-- start of Stored data --

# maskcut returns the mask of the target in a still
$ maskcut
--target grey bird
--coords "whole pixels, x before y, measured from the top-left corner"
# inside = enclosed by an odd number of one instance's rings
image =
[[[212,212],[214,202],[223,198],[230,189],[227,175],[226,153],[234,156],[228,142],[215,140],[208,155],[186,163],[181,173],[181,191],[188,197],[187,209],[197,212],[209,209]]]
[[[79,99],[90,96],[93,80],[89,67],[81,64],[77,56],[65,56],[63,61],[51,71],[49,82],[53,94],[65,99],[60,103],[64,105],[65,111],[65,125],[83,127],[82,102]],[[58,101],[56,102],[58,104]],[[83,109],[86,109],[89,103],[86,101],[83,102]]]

-- end of Stored data --

Written instruction: Reproduce every line above character for character.

Full solution:
# maskcut returns the mask of the target in a still
$ maskcut
--target grey bird
--coords "whole pixels, x before y, measured from the top-left corner"
# inside = enclosed by an odd number of one instance's rings
image =
[[[212,212],[214,202],[223,198],[230,189],[227,175],[226,153],[234,156],[228,142],[215,140],[208,155],[186,163],[181,173],[181,191],[188,197],[187,209],[197,212],[209,209]]]
[[[79,99],[90,96],[93,80],[89,67],[81,64],[77,56],[65,56],[63,61],[51,71],[49,82],[53,94],[65,99],[60,103],[64,105],[65,111],[65,125],[83,127],[82,102]],[[58,101],[56,102],[58,104]],[[83,109],[86,109],[89,103],[86,101],[83,102]]]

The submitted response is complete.